- What you are asked to do
Return, from the material below, each line in which the word "roof" is present.

- Records supplied
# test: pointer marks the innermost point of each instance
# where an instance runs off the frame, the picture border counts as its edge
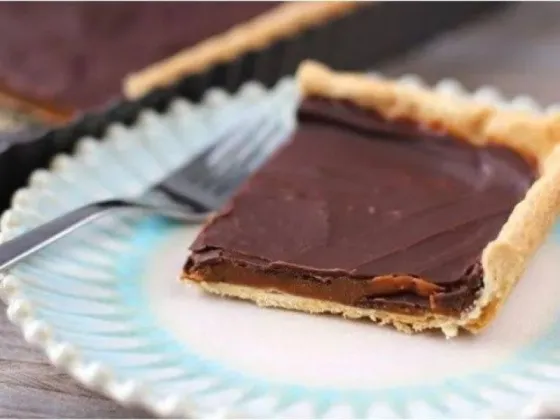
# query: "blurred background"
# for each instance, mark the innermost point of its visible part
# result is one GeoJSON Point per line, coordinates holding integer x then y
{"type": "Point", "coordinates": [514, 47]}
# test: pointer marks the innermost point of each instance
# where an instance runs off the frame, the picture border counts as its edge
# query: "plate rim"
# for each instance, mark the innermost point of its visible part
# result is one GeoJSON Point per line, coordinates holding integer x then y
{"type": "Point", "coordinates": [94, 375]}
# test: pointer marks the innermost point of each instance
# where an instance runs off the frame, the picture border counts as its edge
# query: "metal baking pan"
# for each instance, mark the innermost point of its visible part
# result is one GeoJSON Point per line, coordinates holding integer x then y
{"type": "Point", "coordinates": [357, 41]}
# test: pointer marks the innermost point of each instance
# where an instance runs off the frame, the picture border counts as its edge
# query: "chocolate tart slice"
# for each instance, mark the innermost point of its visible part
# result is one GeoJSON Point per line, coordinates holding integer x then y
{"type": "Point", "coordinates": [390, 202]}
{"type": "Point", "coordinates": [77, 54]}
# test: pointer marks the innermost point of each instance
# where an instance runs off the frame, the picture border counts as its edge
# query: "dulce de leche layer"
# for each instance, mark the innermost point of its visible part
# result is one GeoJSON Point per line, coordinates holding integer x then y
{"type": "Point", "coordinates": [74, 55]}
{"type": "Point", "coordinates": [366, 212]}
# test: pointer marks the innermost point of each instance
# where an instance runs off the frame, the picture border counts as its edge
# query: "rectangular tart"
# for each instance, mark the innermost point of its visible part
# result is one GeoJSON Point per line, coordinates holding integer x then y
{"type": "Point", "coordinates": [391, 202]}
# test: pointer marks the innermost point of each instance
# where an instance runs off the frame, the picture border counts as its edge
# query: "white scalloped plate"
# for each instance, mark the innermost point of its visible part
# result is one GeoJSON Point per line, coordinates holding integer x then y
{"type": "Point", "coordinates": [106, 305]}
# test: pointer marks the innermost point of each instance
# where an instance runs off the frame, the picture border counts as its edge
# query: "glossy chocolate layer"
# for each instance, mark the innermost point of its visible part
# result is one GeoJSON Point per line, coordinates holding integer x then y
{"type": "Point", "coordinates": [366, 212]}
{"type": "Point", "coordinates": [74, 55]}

==

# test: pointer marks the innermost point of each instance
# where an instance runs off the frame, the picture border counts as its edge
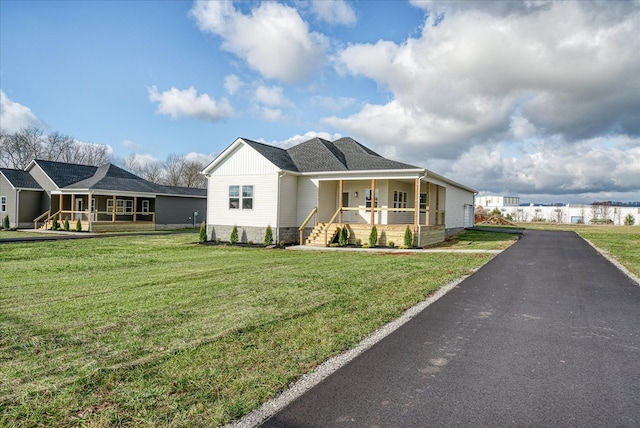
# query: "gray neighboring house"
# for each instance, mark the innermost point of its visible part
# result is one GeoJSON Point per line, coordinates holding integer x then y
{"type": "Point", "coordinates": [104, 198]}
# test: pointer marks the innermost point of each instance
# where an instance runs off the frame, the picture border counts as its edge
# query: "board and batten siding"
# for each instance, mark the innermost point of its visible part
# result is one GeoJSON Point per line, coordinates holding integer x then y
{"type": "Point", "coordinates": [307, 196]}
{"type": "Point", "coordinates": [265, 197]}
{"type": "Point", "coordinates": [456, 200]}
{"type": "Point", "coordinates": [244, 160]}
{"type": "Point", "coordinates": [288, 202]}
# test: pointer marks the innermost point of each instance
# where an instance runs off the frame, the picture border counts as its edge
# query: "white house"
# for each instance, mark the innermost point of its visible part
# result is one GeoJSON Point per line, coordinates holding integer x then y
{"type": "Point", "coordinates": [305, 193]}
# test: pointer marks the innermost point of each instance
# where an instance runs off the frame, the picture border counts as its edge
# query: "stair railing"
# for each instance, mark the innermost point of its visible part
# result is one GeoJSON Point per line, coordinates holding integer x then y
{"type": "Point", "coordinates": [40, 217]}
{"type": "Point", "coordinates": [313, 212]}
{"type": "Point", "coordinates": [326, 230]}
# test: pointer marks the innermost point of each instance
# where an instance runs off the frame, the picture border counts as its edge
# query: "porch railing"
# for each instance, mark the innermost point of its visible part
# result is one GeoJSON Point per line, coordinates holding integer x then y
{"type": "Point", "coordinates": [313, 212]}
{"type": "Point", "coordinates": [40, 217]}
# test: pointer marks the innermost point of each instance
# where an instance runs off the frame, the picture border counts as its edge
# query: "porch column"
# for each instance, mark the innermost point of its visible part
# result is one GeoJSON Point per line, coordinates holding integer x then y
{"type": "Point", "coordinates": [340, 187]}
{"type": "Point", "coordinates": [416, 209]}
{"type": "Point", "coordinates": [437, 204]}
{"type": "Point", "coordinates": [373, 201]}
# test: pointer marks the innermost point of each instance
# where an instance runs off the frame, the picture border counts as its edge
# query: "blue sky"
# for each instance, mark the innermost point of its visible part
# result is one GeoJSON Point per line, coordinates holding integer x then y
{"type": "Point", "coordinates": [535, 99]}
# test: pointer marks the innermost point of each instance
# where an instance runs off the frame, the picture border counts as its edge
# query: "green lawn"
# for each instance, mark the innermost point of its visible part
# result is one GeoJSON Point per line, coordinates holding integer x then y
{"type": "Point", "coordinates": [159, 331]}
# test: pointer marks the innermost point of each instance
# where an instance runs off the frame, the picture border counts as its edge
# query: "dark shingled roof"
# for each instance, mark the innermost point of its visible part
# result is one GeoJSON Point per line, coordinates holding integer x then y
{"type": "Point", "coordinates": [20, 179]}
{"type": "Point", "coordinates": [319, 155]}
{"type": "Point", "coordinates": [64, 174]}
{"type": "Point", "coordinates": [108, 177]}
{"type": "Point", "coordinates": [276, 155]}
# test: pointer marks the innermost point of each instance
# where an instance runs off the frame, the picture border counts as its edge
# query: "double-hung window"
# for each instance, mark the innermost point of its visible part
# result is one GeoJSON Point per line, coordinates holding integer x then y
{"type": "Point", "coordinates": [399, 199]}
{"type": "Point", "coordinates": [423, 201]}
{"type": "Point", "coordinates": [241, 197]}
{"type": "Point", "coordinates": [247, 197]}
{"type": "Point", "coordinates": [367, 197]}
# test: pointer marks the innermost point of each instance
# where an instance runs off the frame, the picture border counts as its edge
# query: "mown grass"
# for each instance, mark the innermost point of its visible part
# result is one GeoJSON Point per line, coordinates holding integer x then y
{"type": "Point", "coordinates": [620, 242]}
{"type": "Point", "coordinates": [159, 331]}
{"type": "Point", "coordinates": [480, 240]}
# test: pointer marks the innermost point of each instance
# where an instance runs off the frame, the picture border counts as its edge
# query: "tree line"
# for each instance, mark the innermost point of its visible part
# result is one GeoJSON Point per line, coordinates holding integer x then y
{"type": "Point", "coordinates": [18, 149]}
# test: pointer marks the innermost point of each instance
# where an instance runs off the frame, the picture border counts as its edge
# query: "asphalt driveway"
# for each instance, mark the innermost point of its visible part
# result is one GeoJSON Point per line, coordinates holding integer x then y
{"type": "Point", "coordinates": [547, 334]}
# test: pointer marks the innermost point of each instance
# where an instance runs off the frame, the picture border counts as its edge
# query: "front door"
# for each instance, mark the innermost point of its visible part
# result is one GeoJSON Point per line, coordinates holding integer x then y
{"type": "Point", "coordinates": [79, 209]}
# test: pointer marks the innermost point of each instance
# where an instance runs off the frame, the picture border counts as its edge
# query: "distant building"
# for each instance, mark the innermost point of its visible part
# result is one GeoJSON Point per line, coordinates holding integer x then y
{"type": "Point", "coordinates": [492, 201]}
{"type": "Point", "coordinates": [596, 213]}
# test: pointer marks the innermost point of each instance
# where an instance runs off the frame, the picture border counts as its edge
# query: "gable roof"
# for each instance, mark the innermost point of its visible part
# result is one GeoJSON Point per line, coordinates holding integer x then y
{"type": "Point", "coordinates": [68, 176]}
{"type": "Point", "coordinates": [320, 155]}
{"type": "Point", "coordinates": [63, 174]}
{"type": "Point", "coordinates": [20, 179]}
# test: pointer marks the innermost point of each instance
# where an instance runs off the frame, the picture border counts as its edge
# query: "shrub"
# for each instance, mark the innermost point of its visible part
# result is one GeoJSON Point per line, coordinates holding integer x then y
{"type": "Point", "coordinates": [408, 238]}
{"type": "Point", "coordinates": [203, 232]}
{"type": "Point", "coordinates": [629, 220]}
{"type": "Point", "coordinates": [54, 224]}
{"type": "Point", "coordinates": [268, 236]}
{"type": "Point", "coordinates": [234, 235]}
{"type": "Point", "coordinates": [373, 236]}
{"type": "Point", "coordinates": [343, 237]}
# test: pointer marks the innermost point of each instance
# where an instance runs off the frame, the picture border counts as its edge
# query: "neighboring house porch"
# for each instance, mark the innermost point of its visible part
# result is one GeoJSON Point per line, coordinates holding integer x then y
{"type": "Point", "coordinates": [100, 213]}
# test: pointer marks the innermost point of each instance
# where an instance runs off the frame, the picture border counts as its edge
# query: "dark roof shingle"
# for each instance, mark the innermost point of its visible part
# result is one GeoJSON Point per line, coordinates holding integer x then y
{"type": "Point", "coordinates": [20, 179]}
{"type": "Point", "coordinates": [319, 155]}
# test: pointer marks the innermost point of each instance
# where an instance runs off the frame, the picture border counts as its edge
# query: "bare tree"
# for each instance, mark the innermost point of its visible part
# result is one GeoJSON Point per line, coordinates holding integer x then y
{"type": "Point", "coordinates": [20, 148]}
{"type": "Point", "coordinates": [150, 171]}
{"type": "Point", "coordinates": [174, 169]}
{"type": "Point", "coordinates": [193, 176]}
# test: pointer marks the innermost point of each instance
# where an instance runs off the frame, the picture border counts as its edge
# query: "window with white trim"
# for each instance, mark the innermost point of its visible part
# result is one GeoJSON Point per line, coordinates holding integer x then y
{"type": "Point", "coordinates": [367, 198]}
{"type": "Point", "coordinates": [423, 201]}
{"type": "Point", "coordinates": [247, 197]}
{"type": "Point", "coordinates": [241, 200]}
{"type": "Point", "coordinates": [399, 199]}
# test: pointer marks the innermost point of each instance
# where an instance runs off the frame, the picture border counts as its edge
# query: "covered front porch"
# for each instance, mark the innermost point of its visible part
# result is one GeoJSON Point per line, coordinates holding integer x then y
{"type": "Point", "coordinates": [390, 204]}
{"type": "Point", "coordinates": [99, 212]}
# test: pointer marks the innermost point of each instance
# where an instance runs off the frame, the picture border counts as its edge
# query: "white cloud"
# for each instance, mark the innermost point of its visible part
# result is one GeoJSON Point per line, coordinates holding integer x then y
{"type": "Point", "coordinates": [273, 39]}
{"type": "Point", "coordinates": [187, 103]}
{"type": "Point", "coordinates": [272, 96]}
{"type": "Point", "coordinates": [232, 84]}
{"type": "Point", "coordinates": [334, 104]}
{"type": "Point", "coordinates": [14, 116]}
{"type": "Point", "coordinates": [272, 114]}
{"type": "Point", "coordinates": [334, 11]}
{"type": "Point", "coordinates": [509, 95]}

- Solution to the exercise
# query: "dark shingled roof"
# query: "gable roof"
# query: "dark roof shingle"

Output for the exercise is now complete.